Instead, Britain largely viewed the poor as one of two types. The ‘deserving’ poor, those who were old, handicapped, infirm or too young to work, were considered blameless as they obviously couldn’t work, and their numbers stayed more or less even across the eighteenth century.

On the other hand, the able-bodied who were without work were considered ‘undeserving’ poor, thought of as lazy drunkards who could have got a job if they needed one. People simply didn’t realize at this point how the changing economy could affect workers.

Poverty was also feared. Some worried about deprivation, those in charge worried about the increase in expenditure needed to deal with them, as well as a widely perceived threat of revolution and anarchy.

Legal Developments before the Nineteenth Century

The great Elizabethan Poor Law Act was passed at the start of the seventeenth century. This was designed to fit the needs of the static, rural English society of the time, not that of the industrializing centuries afterward. A poor rate was levied to pay for the poor, and the parish was the unit of administration. Unpaid, local Justices of the Peace administered the relief, which was supplemented by local charity. The act was motivated by the need to secure public order. Outdoor relief – giving money or supplies to people on the street – was coupled with indoor relief, where people had to enter a ‘Workhouse’ or similar ‘correctional’ facility, where everything they did was tightly controlled.

The 1662 Act of Settlement acted to cover up a loophole in the system, under which parishes were shipping sick and destitute people into other areas. Now you could only receive relief in your area of birth, marriage or long term living. A certificate was produced, and the poor had to present this if they moved, to say where they came from, impinging on freedom of labor movement. A 1722 act made it easier to set up workhouses into which to funnel your poor, and provided an early ‘test’ to see if people should be forced in.

Sixty years later more laws made it cheaper to create a workhouse, allowing parishes to team up to create one. Although the workhouses were meant for the able-bodied, at this point it was mainly the infirm that were sent to them. However, the Act of 1796 removed the 1722 workhouse act when it became clear a period of mass unemployment would fill the workhouses.

◇ ◇ ◇ ◇ ◇ ◇ ◇

## Exercise tasks
**a)** Translate this sentence from the passage on the poor laws into Spanish: "The great Elizabethan Poor Law Act was passed at the start of the seventeenth century."
**b)** Lay out the lines of the records as a JSON list of strings, one string per line and no blank lines, starting at the line that contains "Teacher note: indicate the black trousers" and ending at the last line of the records.

## Data for this exercise
◇ ◇ ◇ ◇ ◇ ◇ ◇

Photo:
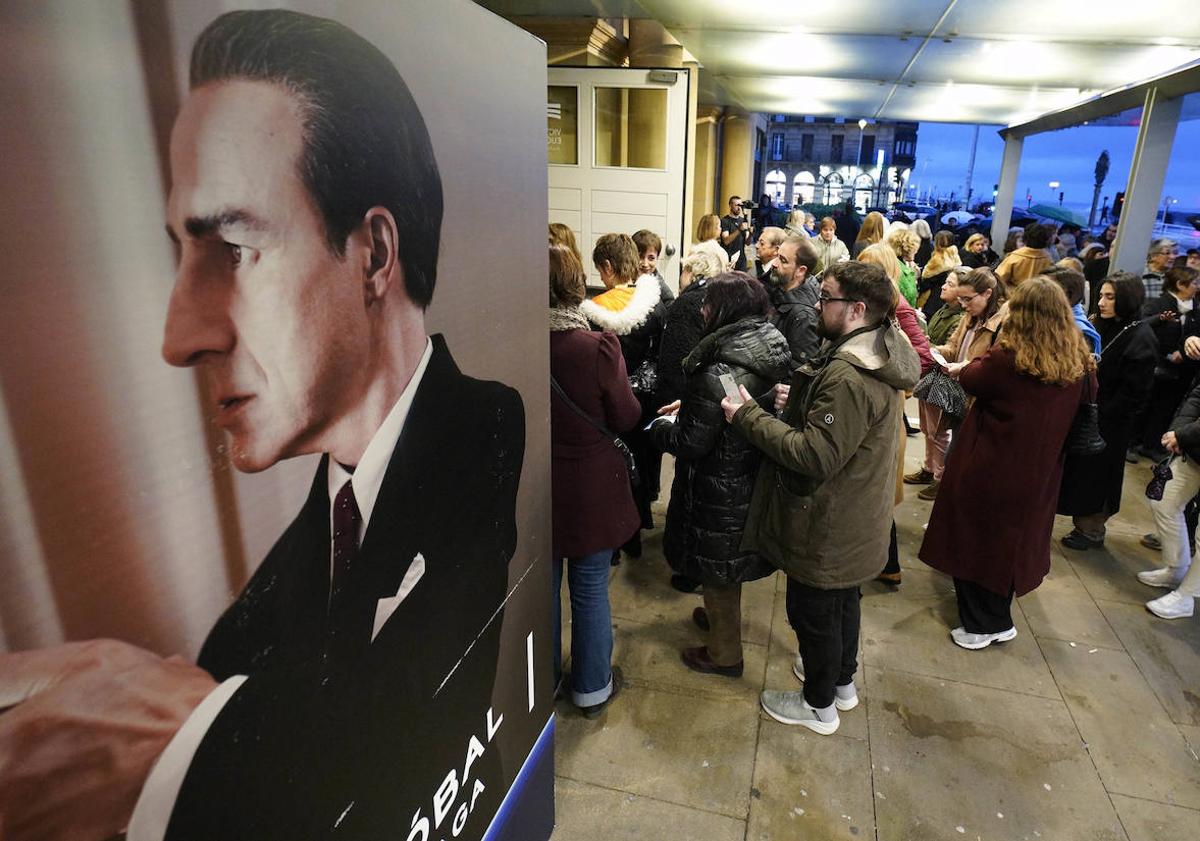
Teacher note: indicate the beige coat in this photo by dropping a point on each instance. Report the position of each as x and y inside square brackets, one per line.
[1023, 264]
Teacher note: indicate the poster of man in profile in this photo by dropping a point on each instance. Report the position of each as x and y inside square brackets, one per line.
[378, 672]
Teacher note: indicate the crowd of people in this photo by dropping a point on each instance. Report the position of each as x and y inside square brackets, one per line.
[779, 382]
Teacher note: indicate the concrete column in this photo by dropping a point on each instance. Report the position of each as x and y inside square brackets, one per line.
[737, 156]
[703, 193]
[1151, 154]
[691, 156]
[1002, 212]
[652, 46]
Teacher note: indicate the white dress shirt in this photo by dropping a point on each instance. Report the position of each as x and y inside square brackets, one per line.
[157, 799]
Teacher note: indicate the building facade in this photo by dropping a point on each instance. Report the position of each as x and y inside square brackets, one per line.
[831, 160]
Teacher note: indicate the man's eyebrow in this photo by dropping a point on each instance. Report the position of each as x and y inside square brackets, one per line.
[199, 227]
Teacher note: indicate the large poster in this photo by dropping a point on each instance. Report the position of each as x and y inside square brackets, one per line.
[273, 422]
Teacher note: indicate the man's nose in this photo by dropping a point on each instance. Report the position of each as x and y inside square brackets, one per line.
[198, 320]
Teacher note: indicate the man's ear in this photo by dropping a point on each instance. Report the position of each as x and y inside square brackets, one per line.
[381, 266]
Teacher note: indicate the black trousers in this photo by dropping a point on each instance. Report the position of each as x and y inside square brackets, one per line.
[981, 610]
[826, 624]
[893, 564]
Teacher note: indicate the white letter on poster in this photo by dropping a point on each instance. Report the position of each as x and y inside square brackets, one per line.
[529, 665]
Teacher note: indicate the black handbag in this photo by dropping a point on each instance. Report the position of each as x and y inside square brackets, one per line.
[943, 392]
[645, 379]
[635, 476]
[1084, 438]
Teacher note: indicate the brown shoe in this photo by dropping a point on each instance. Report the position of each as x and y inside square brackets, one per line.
[922, 476]
[930, 491]
[697, 660]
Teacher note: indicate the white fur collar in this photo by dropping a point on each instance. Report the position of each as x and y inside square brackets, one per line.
[647, 295]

◇ ◇ ◇ ◇ ◇ ◇ ◇

## Answers to the tasks
**a)** La gran Ley de Pobres isabelina se aprobó a principios del siglo XVII.

**b)**
[
  "Teacher note: indicate the black trousers in this photo by dropping a point on each instance. Report the position of each as x and y inside square brackets, one per line.",
  "[981, 610]",
  "[826, 624]",
  "[893, 564]",
  "Teacher note: indicate the white letter on poster in this photo by dropping a point on each instance. Report the position of each as x and y inside square brackets, one per line.",
  "[529, 665]",
  "Teacher note: indicate the black handbag in this photo by dropping a point on each instance. Report the position of each as x and y inside square brackets, one per line.",
  "[943, 392]",
  "[645, 379]",
  "[635, 476]",
  "[1084, 438]",
  "Teacher note: indicate the brown shoe in this photo by dropping a point on each instance. Report the position of each as x and y inside square brackets, one per line.",
  "[922, 476]",
  "[930, 491]",
  "[697, 660]",
  "Teacher note: indicate the white fur collar in this photo by dropping a point on each instance. Report the position of each as x and y inside square brackets, one per line.",
  "[647, 295]"
]